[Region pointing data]
───

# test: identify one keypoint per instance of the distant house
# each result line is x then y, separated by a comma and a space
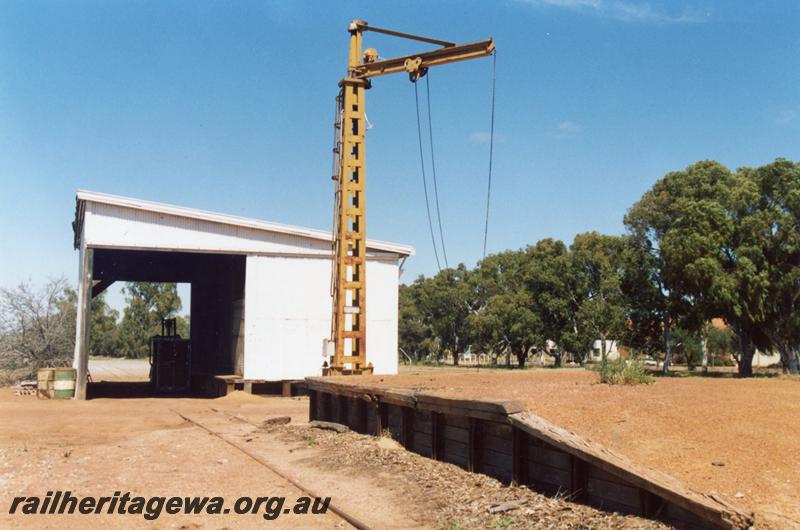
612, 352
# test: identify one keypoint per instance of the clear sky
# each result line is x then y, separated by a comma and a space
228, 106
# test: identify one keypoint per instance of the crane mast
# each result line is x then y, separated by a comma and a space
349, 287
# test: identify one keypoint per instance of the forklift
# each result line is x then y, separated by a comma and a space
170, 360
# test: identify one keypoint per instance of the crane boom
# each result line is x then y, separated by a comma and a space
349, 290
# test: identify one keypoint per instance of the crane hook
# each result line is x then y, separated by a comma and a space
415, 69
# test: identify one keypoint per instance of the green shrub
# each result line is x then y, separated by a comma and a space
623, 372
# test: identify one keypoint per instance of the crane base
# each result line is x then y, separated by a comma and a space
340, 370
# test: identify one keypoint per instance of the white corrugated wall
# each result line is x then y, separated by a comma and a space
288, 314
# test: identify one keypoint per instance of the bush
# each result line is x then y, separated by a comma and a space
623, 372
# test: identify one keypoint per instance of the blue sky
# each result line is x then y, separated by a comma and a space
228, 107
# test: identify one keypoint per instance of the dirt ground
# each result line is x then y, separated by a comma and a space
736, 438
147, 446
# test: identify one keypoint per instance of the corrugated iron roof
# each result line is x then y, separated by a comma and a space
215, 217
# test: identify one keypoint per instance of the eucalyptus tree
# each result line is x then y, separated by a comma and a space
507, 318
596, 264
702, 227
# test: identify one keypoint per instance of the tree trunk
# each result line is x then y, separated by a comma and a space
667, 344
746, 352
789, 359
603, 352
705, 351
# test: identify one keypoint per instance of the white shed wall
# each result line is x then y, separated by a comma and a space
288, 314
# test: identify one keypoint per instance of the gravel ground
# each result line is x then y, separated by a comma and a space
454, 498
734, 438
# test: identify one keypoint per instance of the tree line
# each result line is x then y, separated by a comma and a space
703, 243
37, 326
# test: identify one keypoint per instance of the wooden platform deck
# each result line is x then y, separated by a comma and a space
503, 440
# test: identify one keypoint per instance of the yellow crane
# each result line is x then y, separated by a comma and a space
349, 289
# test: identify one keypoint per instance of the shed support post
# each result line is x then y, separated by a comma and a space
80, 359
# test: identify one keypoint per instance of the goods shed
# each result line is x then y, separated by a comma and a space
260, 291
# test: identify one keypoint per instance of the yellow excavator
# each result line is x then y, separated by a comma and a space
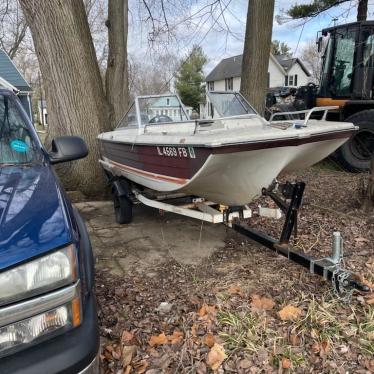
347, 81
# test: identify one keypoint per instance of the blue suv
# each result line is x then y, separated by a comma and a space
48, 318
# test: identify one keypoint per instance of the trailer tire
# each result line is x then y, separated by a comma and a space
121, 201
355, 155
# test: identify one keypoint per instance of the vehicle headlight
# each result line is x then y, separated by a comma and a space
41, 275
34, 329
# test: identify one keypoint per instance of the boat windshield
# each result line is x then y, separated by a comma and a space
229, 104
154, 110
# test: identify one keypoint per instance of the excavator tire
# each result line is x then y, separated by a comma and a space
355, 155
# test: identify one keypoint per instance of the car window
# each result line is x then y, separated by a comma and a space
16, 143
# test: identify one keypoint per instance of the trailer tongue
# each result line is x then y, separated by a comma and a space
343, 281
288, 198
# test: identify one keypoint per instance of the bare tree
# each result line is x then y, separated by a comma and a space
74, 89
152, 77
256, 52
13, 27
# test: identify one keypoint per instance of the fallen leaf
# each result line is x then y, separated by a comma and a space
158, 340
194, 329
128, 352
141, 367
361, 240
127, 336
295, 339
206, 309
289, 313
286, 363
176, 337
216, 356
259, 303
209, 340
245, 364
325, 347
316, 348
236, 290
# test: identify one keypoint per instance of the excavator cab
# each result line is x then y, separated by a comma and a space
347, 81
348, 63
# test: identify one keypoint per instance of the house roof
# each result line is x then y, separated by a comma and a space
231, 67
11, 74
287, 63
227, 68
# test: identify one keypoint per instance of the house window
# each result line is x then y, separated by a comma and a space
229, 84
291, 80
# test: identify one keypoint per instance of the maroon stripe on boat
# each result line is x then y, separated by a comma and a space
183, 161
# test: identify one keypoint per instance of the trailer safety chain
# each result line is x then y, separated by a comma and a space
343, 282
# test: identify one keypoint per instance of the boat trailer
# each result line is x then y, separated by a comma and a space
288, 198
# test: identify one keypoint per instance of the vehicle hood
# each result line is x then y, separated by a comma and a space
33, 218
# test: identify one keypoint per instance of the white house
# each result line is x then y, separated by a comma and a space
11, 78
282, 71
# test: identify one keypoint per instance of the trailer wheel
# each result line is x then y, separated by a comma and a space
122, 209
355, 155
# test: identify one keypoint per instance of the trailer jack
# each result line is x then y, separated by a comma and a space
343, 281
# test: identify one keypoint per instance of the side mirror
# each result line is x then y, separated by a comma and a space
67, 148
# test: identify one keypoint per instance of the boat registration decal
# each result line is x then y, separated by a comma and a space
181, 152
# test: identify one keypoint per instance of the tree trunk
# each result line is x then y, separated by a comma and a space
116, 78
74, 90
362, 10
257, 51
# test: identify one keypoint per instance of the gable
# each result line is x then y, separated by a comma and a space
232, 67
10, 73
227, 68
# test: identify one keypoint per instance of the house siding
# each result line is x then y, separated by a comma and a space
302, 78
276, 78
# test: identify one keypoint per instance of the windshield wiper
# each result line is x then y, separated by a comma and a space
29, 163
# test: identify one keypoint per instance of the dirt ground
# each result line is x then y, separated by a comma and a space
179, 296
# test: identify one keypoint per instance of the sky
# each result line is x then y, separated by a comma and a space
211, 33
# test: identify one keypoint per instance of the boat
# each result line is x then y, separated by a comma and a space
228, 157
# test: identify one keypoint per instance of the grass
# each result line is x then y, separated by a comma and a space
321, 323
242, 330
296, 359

───

- **PROBLEM STATEMENT**:
Please repeat the records above exactly, omitting any pictures they contain.

- **SOLUTION FOR THIS TASK**:
# test: identify one keypoint per instance of the distant house
# each result line is x then y, separated by a comma and a space
612, 352
# test: identify one keypoint per instance of the clear sky
# each result line is x then y, separated by a comma and a space
228, 106
# test: identify one keypoint per instance of the crane mast
# each result line is x then y, separated by a comma and a space
349, 287
# test: identify one keypoint per instance of the forklift
# each result line is x then y, separated by a comma and a space
170, 360
# test: identify one keypoint per instance of the crane boom
# each result line is x then y, separated by a comma and a space
349, 290
# test: identify one keypoint per instance of the crane hook
# each result line is x then y, separated by a comma and a space
415, 69
# test: identify one keypoint per instance of the green shrub
# each result line is x then y, separated by a comma and a space
623, 372
# test: identify one keypoint per instance of the crane base
# each result line is x then y, separated by a comma and a space
340, 370
# test: identify one keypoint per instance of the white corrugated wall
# each result line is x then y, separated by a comma and a space
288, 314
# test: identify one keypoint per instance of the bush
# each result line is x then y, separated by a comma and a space
623, 372
# test: identify one keypoint per instance of the blue sky
# each result line is x then y, separated by a comma and a space
228, 107
# test: identify one keypoint per instance of the dirt ground
# each result line is x then y, separated by a comma and a space
736, 438
147, 446
# test: identify one keypoint per instance of the corrugated iron roof
# each result line is x then y, separated by a comma and a space
215, 217
# test: identify one keypoint per instance of the eucalyptus tree
# each result line is x then y, separated by a comma and a space
507, 318
596, 264
702, 227
# test: identify one keypoint per instance of the tree trunk
# each result line is x then y, separated by a comma and a space
667, 344
746, 352
789, 359
603, 352
705, 351
# test: identify one keypoint per instance of the white shed wall
# each result line is x then y, separated by a comma and a space
288, 314
# test: identify one keypoint per instance of the gravel ground
# each result line is x then y, separated by a comma and a space
454, 498
734, 438
# test: identify one keypoint per instance of the tree line
# each result line is x then y, separated by a comma and a space
703, 243
37, 326
# test: identify one keypoint per instance of the wooden platform deck
# each result line is x then y, separated by a comma and a space
503, 440
# test: identify one keypoint per instance of the yellow crane
# each result line is x then y, separated by a comma and a space
349, 289
# test: identify one keypoint per instance of the shed support post
# each result line is x then y, separated by a comma and a space
80, 359
# test: identify one keypoint per instance of the goods shed
# each result line is x then y, separated by a comma and a space
260, 291
# test: identify one keypoint per instance of the yellow excavator
# each result line is x then y, separated by a comma and a space
347, 81
# test: identify one keypoint per instance of the blue suv
# each result line is x then y, separated by a comma and a space
48, 318
# test: identify one keypoint per instance of the trailer tire
# each result line is x then y, separated by a comma and a space
121, 201
355, 155
# test: identify one keypoint per instance of the vehicle headlight
# each result line is x then y, separated by a comma and a space
41, 275
34, 329
# test: identify one keypoint per instance of the boat windshield
# each result line is x then y, separated by a comma and a space
229, 104
154, 110
# test: identify one keypoint per instance of the excavator tire
# each result line is x then y, separated by a comma and a space
355, 155
# test: identify one keypoint per instance of the car window
# each result line is x then y, separated by a comma and a space
16, 143
# test: identify one keypoint per instance of the trailer tongue
# each result line is x then y, separated by a comma and a space
343, 281
288, 198
# test: identify one keypoint per instance of the bare tree
# each result line is x then y, separated by a comma and a space
74, 89
152, 77
256, 52
13, 27
# test: identify one keypoint per instance of the fallen leaf
# each result line is x then y, separated by a comma and a space
158, 340
194, 329
128, 352
141, 367
361, 240
127, 336
295, 339
206, 309
289, 313
286, 363
176, 337
216, 356
259, 303
209, 340
245, 364
325, 347
316, 348
236, 290
# test: identify one keypoint per instance of the excavator cab
# each result line is x then y, separated by a comma and a space
347, 81
348, 63
# test: identify one keypoint per instance of the house roof
# each result line is x then y, separated by a comma and a space
231, 67
11, 74
287, 63
227, 68
# test: identify one keypoint per instance of the house window
# each result line is x then y, separated by a comma and a space
229, 84
291, 80
# test: identify one keypoint per instance of the maroon stripe on boat
# each result line is x then y, separated by a comma and a space
183, 161
# test: identify one keypoint per instance of the trailer safety chain
# each result line is x then y, separated by a comma and a space
343, 282
# test: identify one keypoint per instance of the boat trailer
# each result line is x then y, separated by a comma and a space
288, 198
# test: identify one keypoint per instance of the vehicle hood
# each result line is x then y, separated by a comma and a space
33, 218
# test: identify one keypoint per instance of the white house
# each result line is x then y, separated by a comma and a space
11, 78
282, 71
# test: identify one keypoint per instance of the trailer wheel
# each result line is x then y, separated by a comma and a space
122, 209
355, 155
# test: identify one keypoint per instance of the trailer jack
# each result line is x then y, separated by a comma and a space
343, 281
# test: identify one keypoint per instance of the side mirror
# each result line is x then y, separated by a comma and a space
67, 148
# test: identify one keypoint per instance of the boat registration decal
# each result line is x then y, separated by a comma and a space
181, 152
# test: identify one keypoint per instance of the tree trunk
# each result line is x then y, separated by a comma and a space
116, 78
74, 90
362, 10
257, 51
# test: identify one keypoint per instance of the gable
# each result line is x then y, separated by a comma and a space
232, 67
10, 73
227, 68
# test: identify one keypoint per instance of the house siding
# each result line is x then y, separated by a comma and a space
302, 78
276, 78
# test: identify one keypoint per instance of the windshield wiper
# each result line is x then y, separated by a comma and a space
29, 163
# test: identify one keypoint per instance of the dirt ground
# each result line is x then y, separated by a comma and a space
179, 296
# test: identify one keypoint per instance of the sky
# each result line is x then y, separated by a comma and a space
211, 33
# test: identify one keypoint per instance of the boat
# each result line is x then y, separated by a comma and a space
228, 157
# test: identify one keypoint per instance of the grass
# each result line is x then y, separated by a comma and a space
321, 323
242, 330
296, 359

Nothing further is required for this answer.